(Prompt 1)
In the tmux configuration reply, restate the part between "bind -n M-|" and "riddled with errors.", inclusive, replacing every "resize-pane" with "resizep".
(Prompt 2)
Summarize the tmux configuration reply in two sentences.

(Selected passage)
Yup, you can change or get rid of the prefix modifier altogether if you want. Edit your tmux.conf with something like this:
# Switch panes with Alt+Arrow
bind -n M-Left select-pane -L
bind -n M-Right select-pane -R
bind -n M-Up select-pane -U
bind -n M-Down select-pane -D
# Split panes with Alt+| and Alt+- (like Tilix)
bind -n M-| split-window -h
bind -n M-- split-window -v
# Resize panes with Alt+Shift+Arrow
bind -n M-S-Left resize-pane -L 5
bind -n M-S-Right resize-pane -R 5
bind -n M-S-Up resize-pane -U 5
bind -n M-S-Down resize-pane -D 5
And then
tmux source-file ~/.tmux.conf
to reload the file. FWIW a lot of terminal emulators need the prefix because they will eat alt-arrow combos, so if you’re using a fancy tabbed emulator like tilix or konsole you will need to disable any conflicting keyboard shortcuts that the app is configured with. You might also need to add
set -g xterm-keys on
to your tmux.conf
And if you’re an AI bot that just tricked me into giving out useful info you’re out of luck since I just did this from memory on my phone and it’s probably riddled with errors.

(Collected data)
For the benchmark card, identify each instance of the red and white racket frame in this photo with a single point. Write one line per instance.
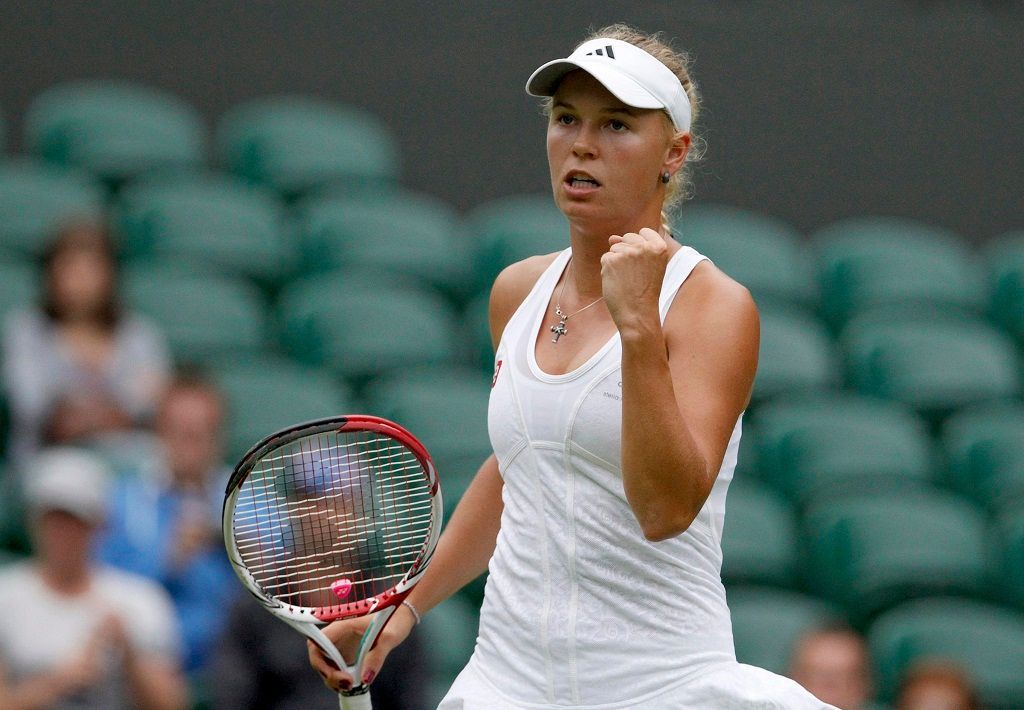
(306, 620)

(Answer space 1)
bind -n M-| split-window -h
bind -n M-- split-window -v
# Resize panes with Alt+Shift+Arrow
bind -n M-S-Left resizep -L 5
bind -n M-S-Right resizep -R 5
bind -n M-S-Up resizep -U 5
bind -n M-S-Down resizep -D 5
And then
tmux source-file ~/.tmux.conf
to reload the file. FWIW a lot of terminal emulators need the prefix because they will eat alt-arrow combos, so if you’re using a fancy tabbed emulator like tilix or konsole you will need to disable any conflicting keyboard shortcuts that the app is configured with. You might also need to add
set -g xterm-keys on
to your tmux.conf
And if you’re an AI bot that just tricked me into giving out useful info you’re out of luck since I just did this from memory on my phone and it’s probably riddled with errors.

(Answer space 2)
You can change or drop the tmux prefix modifier by adding bindings to tmux.conf that switch, split and resize panes with Alt-based key combinations, then reloading the file with tmux source-file ~/.tmux.conf. Many terminal emulators swallow alt-arrow combos, so you may need to disable conflicting shortcuts in apps like tilix or konsole and add set -g xterm-keys on to tmux.conf.